**Data for this task:**
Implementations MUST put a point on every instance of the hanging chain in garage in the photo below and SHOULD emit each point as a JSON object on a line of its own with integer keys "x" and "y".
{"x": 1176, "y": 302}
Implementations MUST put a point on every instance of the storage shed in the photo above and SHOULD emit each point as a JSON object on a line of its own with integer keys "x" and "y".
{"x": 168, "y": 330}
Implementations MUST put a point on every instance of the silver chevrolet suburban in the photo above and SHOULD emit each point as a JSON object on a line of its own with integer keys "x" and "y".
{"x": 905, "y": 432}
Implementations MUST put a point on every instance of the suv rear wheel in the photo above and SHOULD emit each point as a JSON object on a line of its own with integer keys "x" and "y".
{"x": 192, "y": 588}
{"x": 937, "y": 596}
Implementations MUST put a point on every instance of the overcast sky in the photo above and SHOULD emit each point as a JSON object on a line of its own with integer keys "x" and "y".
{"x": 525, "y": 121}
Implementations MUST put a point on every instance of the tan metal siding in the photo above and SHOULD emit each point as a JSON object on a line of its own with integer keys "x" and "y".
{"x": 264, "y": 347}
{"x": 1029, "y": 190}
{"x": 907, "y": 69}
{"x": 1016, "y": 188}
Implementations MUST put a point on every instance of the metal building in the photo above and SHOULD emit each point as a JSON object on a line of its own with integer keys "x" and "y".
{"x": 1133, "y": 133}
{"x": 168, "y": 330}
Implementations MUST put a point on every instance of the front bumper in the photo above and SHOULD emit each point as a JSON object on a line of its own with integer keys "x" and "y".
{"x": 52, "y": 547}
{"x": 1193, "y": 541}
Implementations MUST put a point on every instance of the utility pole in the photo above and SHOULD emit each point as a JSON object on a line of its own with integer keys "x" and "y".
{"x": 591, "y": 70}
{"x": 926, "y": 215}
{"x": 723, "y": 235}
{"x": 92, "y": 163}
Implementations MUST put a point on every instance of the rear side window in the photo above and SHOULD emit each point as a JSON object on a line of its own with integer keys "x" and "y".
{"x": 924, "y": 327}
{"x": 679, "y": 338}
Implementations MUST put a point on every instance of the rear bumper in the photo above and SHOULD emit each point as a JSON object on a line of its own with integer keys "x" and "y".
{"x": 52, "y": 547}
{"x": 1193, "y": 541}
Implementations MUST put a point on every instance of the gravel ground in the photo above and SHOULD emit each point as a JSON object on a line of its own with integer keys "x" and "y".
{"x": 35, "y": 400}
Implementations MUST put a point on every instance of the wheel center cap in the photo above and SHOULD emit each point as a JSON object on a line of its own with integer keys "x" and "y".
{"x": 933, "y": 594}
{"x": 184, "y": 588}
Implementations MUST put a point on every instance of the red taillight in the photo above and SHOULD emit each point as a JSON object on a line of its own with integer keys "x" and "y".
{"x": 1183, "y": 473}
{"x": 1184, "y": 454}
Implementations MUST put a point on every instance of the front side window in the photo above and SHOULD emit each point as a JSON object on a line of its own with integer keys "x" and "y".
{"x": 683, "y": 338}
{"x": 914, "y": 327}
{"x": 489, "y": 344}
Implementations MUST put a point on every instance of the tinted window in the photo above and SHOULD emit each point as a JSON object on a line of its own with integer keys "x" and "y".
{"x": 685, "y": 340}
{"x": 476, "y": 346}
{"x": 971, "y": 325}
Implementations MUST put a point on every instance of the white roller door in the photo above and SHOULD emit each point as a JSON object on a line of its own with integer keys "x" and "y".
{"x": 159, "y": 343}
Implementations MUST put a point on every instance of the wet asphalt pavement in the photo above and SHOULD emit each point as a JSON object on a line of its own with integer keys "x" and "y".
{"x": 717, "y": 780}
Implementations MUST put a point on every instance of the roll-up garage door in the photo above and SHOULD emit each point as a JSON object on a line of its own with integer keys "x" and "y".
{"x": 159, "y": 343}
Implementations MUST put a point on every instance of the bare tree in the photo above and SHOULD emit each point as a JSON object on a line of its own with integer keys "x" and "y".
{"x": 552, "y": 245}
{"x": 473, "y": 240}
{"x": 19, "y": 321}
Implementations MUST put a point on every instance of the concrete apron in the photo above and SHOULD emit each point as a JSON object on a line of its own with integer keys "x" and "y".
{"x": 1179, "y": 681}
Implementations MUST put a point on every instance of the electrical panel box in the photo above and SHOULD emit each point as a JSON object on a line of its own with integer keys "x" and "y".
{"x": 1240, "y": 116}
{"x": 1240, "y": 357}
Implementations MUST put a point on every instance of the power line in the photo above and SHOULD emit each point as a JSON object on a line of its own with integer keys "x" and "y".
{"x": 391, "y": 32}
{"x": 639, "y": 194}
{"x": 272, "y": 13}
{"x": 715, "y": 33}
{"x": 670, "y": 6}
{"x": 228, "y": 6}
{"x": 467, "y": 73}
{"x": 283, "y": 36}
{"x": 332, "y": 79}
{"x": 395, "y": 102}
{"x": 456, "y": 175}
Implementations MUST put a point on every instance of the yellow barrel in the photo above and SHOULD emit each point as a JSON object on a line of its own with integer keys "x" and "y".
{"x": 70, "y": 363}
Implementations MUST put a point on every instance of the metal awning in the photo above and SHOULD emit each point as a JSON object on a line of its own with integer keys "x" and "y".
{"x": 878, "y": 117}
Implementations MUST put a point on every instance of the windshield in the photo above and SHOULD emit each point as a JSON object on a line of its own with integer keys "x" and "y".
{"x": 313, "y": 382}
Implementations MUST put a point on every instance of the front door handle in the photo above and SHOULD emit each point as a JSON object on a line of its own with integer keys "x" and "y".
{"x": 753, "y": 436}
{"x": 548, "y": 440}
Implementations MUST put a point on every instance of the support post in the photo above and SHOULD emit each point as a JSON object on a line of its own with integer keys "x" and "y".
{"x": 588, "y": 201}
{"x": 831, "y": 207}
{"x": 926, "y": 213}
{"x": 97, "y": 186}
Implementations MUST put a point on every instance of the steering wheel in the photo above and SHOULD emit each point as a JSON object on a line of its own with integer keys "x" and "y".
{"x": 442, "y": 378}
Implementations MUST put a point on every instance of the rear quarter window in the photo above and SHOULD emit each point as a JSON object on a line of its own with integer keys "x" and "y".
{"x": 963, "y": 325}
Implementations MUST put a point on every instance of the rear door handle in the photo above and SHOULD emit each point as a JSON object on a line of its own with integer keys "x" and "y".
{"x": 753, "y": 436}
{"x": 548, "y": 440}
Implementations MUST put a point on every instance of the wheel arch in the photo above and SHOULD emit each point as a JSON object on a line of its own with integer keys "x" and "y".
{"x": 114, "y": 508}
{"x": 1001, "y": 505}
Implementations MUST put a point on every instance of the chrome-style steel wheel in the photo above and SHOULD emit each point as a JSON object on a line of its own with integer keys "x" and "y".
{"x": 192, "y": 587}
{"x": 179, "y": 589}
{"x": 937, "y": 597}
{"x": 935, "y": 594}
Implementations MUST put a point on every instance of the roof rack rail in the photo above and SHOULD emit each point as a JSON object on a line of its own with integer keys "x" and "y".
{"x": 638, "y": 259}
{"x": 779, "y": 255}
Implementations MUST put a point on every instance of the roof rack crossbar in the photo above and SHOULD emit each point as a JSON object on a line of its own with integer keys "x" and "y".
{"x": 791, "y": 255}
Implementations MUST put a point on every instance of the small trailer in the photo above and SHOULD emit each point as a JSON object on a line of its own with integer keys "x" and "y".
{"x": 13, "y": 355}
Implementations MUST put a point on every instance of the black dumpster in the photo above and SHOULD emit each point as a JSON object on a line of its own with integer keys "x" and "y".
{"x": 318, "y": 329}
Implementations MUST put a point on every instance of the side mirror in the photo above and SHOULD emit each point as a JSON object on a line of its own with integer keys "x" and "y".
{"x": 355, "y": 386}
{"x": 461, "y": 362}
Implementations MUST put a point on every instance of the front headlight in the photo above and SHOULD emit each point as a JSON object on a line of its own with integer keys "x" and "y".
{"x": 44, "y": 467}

**Required action:** All lines starting at the one holding "Implementations MUST put a point on every instance of the black" and ending at the last line above must be output exactly, and no other line may appear.

**Written response:**
Implementations MUST put a point on every instance of the black dumpster in the photo above and SHOULD emit each point as a JSON object on a line of its own with integer keys "x" and "y".
{"x": 318, "y": 329}
Implementations MUST put a point on every instance of the side mirror in the photo above and SHOULD emit each point as a JSON object on a line of its own with integer keys "x" and "y".
{"x": 355, "y": 386}
{"x": 461, "y": 362}
Implementations MUST put a point on every instance of the front headlight in the photo above and SHOULD emit each point as a JSON object on a line of its own with integer keys "x" and "y".
{"x": 44, "y": 467}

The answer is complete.